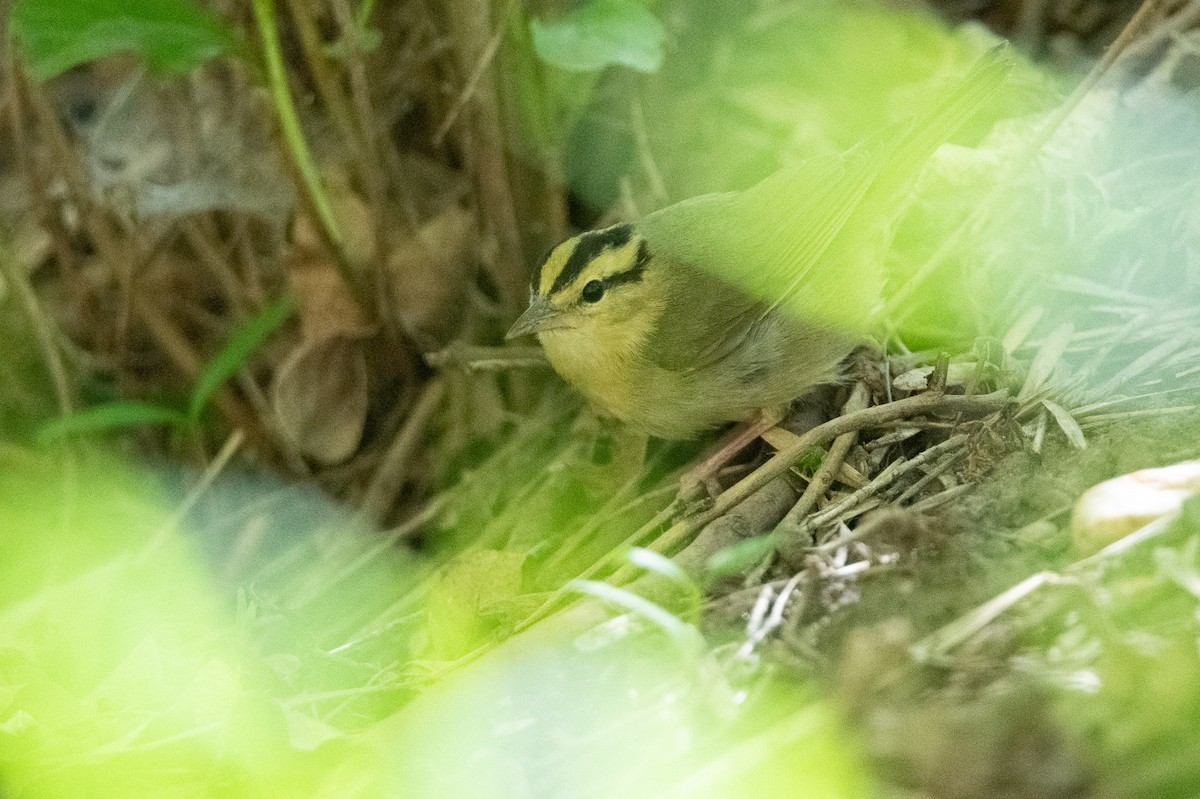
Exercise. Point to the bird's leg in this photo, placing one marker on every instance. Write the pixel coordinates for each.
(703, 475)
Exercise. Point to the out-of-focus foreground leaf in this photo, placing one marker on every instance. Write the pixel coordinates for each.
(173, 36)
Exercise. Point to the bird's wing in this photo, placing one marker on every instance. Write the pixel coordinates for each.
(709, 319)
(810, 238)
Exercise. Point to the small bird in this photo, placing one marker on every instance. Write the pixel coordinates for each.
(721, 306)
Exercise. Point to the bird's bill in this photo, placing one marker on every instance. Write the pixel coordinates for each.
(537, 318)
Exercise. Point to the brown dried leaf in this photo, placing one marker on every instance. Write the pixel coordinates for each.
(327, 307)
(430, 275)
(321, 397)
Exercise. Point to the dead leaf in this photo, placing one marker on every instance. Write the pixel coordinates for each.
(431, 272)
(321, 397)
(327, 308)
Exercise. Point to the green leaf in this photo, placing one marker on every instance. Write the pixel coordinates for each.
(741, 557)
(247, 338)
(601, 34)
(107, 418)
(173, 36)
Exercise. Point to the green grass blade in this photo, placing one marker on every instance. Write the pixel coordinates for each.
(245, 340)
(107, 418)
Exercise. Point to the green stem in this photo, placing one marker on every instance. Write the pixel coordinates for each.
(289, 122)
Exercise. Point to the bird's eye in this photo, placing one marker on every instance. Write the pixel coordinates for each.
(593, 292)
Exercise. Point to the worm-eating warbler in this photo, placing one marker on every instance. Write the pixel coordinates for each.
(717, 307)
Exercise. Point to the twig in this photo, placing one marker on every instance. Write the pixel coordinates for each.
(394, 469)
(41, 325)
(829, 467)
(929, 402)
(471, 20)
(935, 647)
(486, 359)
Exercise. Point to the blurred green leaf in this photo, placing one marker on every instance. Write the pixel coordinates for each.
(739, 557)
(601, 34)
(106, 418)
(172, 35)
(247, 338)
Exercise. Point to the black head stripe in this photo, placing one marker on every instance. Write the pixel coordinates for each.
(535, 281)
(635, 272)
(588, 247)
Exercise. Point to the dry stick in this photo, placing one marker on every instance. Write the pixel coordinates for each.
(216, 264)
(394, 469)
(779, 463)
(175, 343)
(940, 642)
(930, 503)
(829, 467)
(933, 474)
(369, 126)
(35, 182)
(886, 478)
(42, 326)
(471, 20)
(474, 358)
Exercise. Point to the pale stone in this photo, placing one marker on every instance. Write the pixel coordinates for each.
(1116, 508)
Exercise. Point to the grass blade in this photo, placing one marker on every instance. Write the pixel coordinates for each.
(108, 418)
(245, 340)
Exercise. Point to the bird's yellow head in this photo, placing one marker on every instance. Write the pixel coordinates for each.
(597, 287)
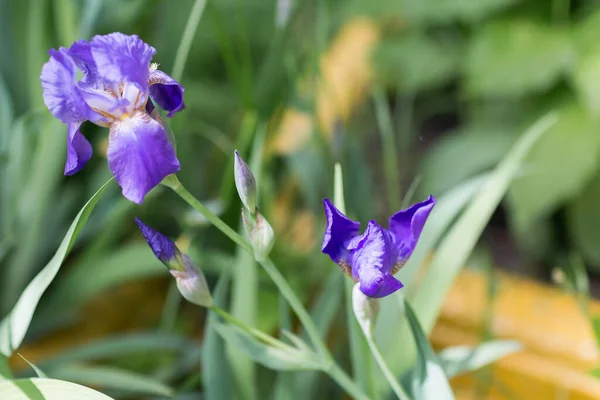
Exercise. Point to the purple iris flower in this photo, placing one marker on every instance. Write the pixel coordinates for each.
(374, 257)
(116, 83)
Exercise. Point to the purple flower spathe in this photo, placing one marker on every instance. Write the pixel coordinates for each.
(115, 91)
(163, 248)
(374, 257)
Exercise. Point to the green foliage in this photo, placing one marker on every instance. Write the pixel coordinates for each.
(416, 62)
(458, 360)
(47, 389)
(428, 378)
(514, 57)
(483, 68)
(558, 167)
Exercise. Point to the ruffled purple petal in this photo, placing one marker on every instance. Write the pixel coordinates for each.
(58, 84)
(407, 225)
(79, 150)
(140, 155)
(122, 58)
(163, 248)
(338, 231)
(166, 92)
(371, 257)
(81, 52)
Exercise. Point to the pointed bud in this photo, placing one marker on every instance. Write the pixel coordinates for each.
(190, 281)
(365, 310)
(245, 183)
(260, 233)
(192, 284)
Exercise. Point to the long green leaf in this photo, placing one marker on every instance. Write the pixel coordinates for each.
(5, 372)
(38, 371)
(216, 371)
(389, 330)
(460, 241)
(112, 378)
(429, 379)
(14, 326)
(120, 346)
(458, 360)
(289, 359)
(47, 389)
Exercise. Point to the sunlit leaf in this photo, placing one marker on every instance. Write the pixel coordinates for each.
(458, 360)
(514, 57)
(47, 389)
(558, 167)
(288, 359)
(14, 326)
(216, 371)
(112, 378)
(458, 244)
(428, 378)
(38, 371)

··········

**Description of the task**
Give every line above again exactly, with no pictures.

**Response to the task**
Exercise. Point to the bird's leg in this photo, placing one marker on every instance. Write the pixel coordinates for each.
(703, 475)
Exercise. Point to the out-of-focus foreground leaf in this photo, placing one marker on every instance. Write the pixel coordinates for each.
(173, 36)
Exercise. Point to the bird's wing in this photo, placing one marker on every instance. Write the pixel coordinates for each.
(709, 319)
(810, 238)
Exercise. Point to the small bird in this photo, placing one marker on every instance. Write the pixel coordinates for each.
(721, 306)
Exercise. Point to the bird's bill in this photo, placing one marker on every instance. Write the pixel coordinates for each.
(537, 318)
Exercise. Point to the brown dried leaf in this photo, placing one marker on every instance. Write the pixel coordinates for each.
(327, 307)
(430, 275)
(321, 397)
Exercise. Point to the dead leaf in this photo, placing one marker on every instance. Write the pixel coordinates for each.
(431, 272)
(321, 397)
(327, 308)
Exercise. Point to the green leaf in this photo, placing one marker on every instance. Write the pixel coordinates for each.
(741, 557)
(247, 338)
(601, 34)
(107, 418)
(173, 36)
Exercise. Point to the green grass blade in this photo, placing one marker on every instance. Write the pixel coordinates for each.
(245, 340)
(107, 418)
Exercise. Point to the green stem in this photo, placing one marker on every instance. Write the pixel coordinates for each.
(289, 122)
Exercise. Point to the bird's eye in this photo, placing one marker on every instance. Write the pixel coordinates for each.
(593, 292)
Exercise. Point to the worm-eating warbler in this photo, placing one marker on every instance. Write the pixel coordinates for each.
(717, 307)
Exercise. Point to the twig in this photo, placing one marker on every instance. Write the pixel coordinates for each.
(394, 469)
(41, 325)
(829, 467)
(929, 402)
(471, 20)
(935, 647)
(486, 359)
Exercise. Point to the blurred green leaf in this photo, placing one marker on every instance. Write the pixel coordinates for each.
(739, 557)
(601, 34)
(106, 418)
(172, 35)
(247, 338)
Exercise. Point to the black head stripe in this photo, placing one marker on every instance. Write the pixel coordinates for each.
(535, 281)
(635, 272)
(588, 247)
Exercise. Point to the dry stick in this photo, placing one marker on every instance. Write the pixel coordinates for each.
(216, 264)
(394, 469)
(779, 463)
(175, 343)
(940, 642)
(930, 503)
(829, 467)
(933, 474)
(369, 126)
(35, 182)
(886, 478)
(42, 326)
(471, 20)
(474, 358)
Exercise. Point to the pale stone in this photo, placing one marker on every instance. Write the pixel coordinates for each.
(1116, 508)
Exercise. Point to the grass blade in this photo, placing one marker on every instance. Write the pixel coordinates for each.
(108, 418)
(245, 340)
Exercise. Point to the bird's yellow head in this photo, placing one marker on every instance. Write the pixel coordinates for each.
(597, 287)
Exercise. Point to the purple iris flower in this photo, placing one marker on every instance. Write the pixel coordinates for each.
(374, 257)
(116, 83)
Exercise. Point to the purple flower spathe in this photo, placing one marker on every instance. Write the pixel coordinates for each.
(115, 91)
(163, 248)
(374, 257)
Exercise. Point to the green foliage in this photo, placing one marker on every instance. Write the pixel coordinates for each.
(416, 62)
(458, 360)
(47, 389)
(428, 378)
(514, 57)
(483, 68)
(558, 167)
Exercise. Point to the ruffled purple petal in this photo, placing one marker on every instance. Write the pixel coordinates for each.
(58, 84)
(407, 225)
(79, 150)
(140, 155)
(122, 58)
(163, 248)
(338, 231)
(166, 92)
(371, 257)
(81, 52)
Exercise. Point to the pointed bud in this photo, placing one marker on every instance. Write the pixel coordinates for each.
(190, 281)
(365, 310)
(245, 183)
(260, 233)
(192, 284)
Exercise. Point to the long green leaf in this photo, placing one marker on every instance. Write the pixel coordinates for each.
(5, 372)
(38, 371)
(216, 371)
(389, 330)
(460, 241)
(112, 378)
(429, 379)
(14, 326)
(120, 346)
(458, 360)
(289, 359)
(47, 389)
Exercise. Point to the sunlit leaf in this photo, placing one marker on every instance. Write the pixel coordinates for each.
(458, 360)
(514, 57)
(47, 389)
(558, 167)
(288, 359)
(14, 326)
(216, 371)
(112, 378)
(458, 244)
(428, 378)
(38, 371)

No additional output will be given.